Instructions to follow:
Find the line that contains "Target: blue tarp". Then set down that line and all the lines after it, to the end of the records, exactly and with nothing added.

Stored records:

Segment Open

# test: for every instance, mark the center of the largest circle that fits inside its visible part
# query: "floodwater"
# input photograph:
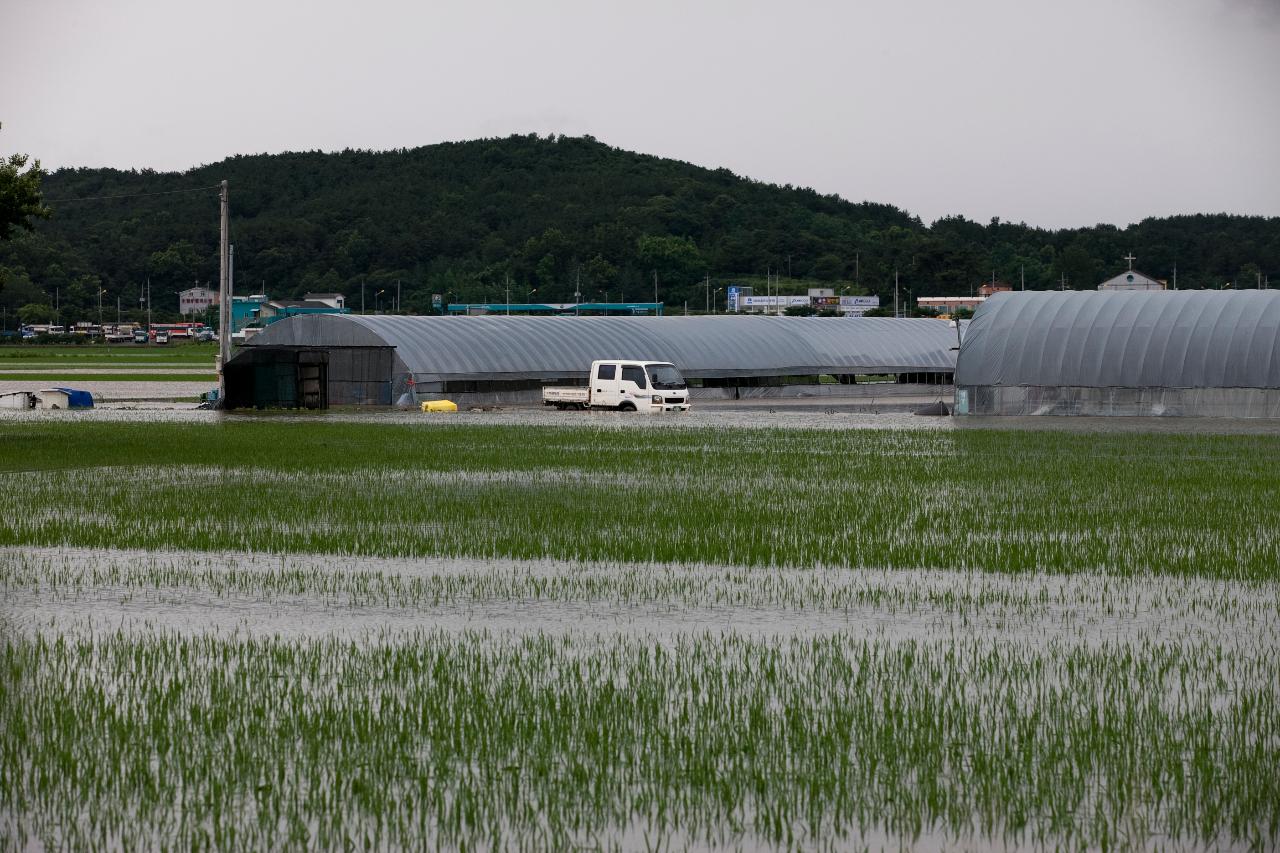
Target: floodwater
(128, 401)
(126, 389)
(296, 596)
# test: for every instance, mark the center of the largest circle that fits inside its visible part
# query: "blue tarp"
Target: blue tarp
(77, 398)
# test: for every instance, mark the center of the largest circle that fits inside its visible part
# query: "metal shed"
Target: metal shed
(1138, 352)
(378, 359)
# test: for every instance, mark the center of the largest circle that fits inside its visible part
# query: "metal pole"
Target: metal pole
(224, 296)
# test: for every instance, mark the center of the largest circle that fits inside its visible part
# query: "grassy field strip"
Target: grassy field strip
(897, 500)
(266, 633)
(304, 594)
(94, 366)
(950, 729)
(97, 351)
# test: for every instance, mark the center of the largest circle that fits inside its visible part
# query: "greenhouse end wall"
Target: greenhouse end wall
(1159, 402)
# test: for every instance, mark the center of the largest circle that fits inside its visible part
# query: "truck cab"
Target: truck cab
(625, 386)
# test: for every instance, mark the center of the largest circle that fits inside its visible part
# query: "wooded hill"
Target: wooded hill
(545, 213)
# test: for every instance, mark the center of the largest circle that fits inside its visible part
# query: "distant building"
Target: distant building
(193, 300)
(743, 300)
(332, 300)
(275, 310)
(1132, 279)
(949, 304)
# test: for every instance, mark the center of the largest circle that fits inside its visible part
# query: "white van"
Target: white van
(625, 386)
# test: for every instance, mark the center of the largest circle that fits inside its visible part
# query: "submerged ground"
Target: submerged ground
(274, 633)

Segment Closed

Exercise output:
Target: blue tarp
(77, 398)
# test: for every instance, mark the center of the largest circle that fits inside its visible part
# query: "metal shed"
Target: metal shed
(1138, 352)
(378, 359)
# test: for every instance, mark the center of the largest circle that fits inside its visible part
# query: "metal pole"
Target: metal pole
(224, 296)
# test: for every instance, mark the center of the largest circle that fits inside its visible part
# query: "grassy field strip"
Target: grassy field strip
(897, 500)
(266, 633)
(304, 594)
(94, 366)
(950, 729)
(97, 351)
# test: for every instance, mark the center of the largest circle that fits inside its visible part
# query: "greenhouse end wall"
Target: greenhouse end wall
(1159, 402)
# test: for every instance, mark the center of the largest circle that fits inside its visible part
# query: "truck cab"
Target: truck cab
(625, 386)
# test: for every instance, mark the center of the largest circle that fits inside its visible part
# query: "wooded hill"
Target: wooded hill
(545, 213)
# test: for every instance, mark the center of the largest circle that fits inside its visible part
# query: "distant building"
Target: distant building
(193, 300)
(743, 300)
(332, 300)
(275, 310)
(1132, 279)
(949, 304)
# test: for every instance, mark the center of the largest circle that fits inside its visible part
# query: "white van"
Target: white van
(625, 386)
# test: for every instance, mark the center of the largest circle that fits inside its visible part
# query: "submerged ground"
Target: submerged ground
(274, 633)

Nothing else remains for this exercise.